=== Page extract ===
** start **
You are viewing a plain text version of this content. The canonical link for it is here.
Posted to commits@spark.apache.org by gu...@apache.org on 2020/03/20 06:58:09 UTC
[spark] branch master updated: [SPARK-31195][SQL] Correct and reuse
days rebase functions of `DateTimeUtils` in `DaysWritable`
This is an automated email from the ASF dual-hosted git repository.
gurwls223 pushed a commit to branch master
in repository https://gitbox.apache.org/repos/asf/spark.git
The following commit(s) were added to refs/heads/master by this push:
new 6a66876 [SPARK-31195][SQL] Correct and reuse days rebase functions of `DateTimeUtils` in `DaysWritable`
6a66876 is described below
commit 6a668763b81cce4b4e50d5b34f8e79c493031f86
Author: Maxim Gekk <ma...@gmail.com>
AuthorDate: Fri Mar 20 15:57:21 2020 +0900
[SPARK-31195][SQL] Correct and reuse days rebase functions of `DateTimeUtils` in `DaysWritable`
### What changes were proposed in this pull request?
** end **
=== Supplied material ===
** start **
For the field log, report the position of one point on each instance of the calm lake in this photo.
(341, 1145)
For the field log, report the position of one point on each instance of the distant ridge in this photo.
** end **
=== Requirements ===
Reproduce everything in the commit email from "Posted to commits@spark.apache.org" down to "dual-hosted git repository.", word for word.

=== Response below ===
Posted to commits@spark.apache.org by gu...@apache.org on 2020/03/20 06:58:09 UTC
[spark] branch master updated: [SPARK-31195][SQL] Correct and reuse
days rebase functions of `DateTimeUtils` in `DaysWritable`
This is an automated email from the ASF dual-hosted git repository.